## Begin PASSAGE
Petitioners — as yet unindicted though in federal custody — seek a writ of habeas corpus in order to compel a United States Commissioner to hold a preliminary examination pursuant to subdivision (c) of Rule 5 of the Rules of Criminal Prоcedure. For the reasons set out below, if such a hearing is not granted forthwith, petitioners are entitled to be released.
Petitioner Susan Wheeler has been in custody since her arrest on May 12, 1967, pursuant to a warrant issued upon a detailed sworn complaint. She was charged with conspiring to illegally import narcotic drugs. 21 U.S.C. § 174 (illegal importation of narcotic drug into United States); 26 U.S.C. § 4704(a) (sale of untaxed narcotic). She was brought befоre a Commissioner that day. Represented by counsel she demanded an immediate preliminary examination. Charged with the same conspiracy, petitioner Robert Wyler has been in custody since May 17, 1967; he apрeared before a Commissioner on May 18,1967 when his counsel also sought such an examination.
At the request of the United States, the Commissioner set June 5, 1967 in both cases for preliminary examination —some three and one-half weeks after Wheeler’s arrest and two and one-half weeks from Wyler’s arrest. The adjournment was sought, in the words of the Assistant United States Attorney prosecuting the two cases, “to allow me sufficient time to gather up my evidеnce in a presentable form.” Bail was set for |25,000 for each petitioner but they have remained in custody.
On May 22, 1967, petitioners obtained an order to show cause, returnable May 24th, why a writ of habeas corpus should nоt issue in view of the failure to provide a preliminary examination. The next day, May 23rd, the United States Attorney began presenting evidence in the matter to the Grand Jury.
Defendants’ position is that subdivision (c) of Rule 5 requires a preliminary examination “within a reasonable time” after an accused is brought before the Commissioner; and that, having been in jail for more than a week unable to raise bail, more than a “reasonable time” has elapsed. The portion of the Rule they rely upon reads as follows:
“ * * * If the defendant does not waive examination, the commissioner shall hear the evidence within a reasonable time. The defendant may cross-examine witnesses against him and may introduce evidence in his own behalf. If from the evidence it appears to the commissioner that there is probable cause to believe that an offense has been committed and that the defendant has committed it, the commissioner shall forthwith hold him to answer in the district court; otherwise the commissioner shall discharge him. * * * ” (Emphasis supplied.)
## End PASSAGE
## Begin DATASET EXCERPTS
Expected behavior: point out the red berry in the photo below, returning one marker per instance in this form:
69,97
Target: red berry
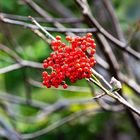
58,37
65,86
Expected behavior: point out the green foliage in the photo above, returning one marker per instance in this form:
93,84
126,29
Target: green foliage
31,47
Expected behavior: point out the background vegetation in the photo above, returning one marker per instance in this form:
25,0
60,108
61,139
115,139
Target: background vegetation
27,107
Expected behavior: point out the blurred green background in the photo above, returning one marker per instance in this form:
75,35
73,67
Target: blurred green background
95,125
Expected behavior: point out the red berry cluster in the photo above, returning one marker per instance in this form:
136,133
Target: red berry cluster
73,61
## End DATASET EXCERPTS
Carry the court opinion on the petitioners' demand for a preliminary examination further, picking up after its final sentence. The listing has no connection to the court opinion.

The Assistant United States Attorney argues that in good faith he sought an adjournment of the preliminary examination until June 5 and that subsequent events permitted him to proceed earlier before the Grand Jury. He declares that inasmuch as the “hearing date had been fixed by the United States Commissioners,” he had “not the right to advance the date” nor did he have an obligation to let the defendant know that the United States was in fact prepared to present evidence to the Commissioner. He also рoints out that he “freely” offered the defendant the right to appear before the Grand Jury and that an immediate hearing before the Commissioner would place “a burden upon me which is unfair.” In his view the evidence already presented to the Grand Jury “would be more than sufficient to warrant the return of an indictment even as of this moment” and it was sufficient to require the Commissioner to find probable cause. In addition, he states, “if these people are released, I fear for the safety of several people.”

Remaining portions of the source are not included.